EXERCISE: Write out each line of the records that has "water" in it.

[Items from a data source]

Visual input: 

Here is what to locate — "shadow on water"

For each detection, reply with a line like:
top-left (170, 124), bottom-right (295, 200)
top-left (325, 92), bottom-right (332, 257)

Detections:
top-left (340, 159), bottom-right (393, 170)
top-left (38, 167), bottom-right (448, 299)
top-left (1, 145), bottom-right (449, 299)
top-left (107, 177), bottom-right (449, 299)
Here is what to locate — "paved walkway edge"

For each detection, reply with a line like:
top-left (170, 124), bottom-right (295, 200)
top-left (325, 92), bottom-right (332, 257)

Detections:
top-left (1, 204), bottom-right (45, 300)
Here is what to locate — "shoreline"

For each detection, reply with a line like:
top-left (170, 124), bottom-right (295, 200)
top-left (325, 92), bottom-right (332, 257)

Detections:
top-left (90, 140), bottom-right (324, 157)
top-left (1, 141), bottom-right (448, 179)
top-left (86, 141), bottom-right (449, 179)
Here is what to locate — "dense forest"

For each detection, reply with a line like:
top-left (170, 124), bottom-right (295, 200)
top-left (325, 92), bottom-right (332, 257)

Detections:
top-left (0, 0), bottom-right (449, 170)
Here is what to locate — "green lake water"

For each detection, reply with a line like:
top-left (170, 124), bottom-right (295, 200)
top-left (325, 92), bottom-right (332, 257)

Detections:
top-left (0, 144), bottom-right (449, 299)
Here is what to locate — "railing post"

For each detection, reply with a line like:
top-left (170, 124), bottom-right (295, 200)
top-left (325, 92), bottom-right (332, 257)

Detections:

FINISHED TASK:
Here is what to locate — "shadow on water"
Here is what to locate — "green lake water"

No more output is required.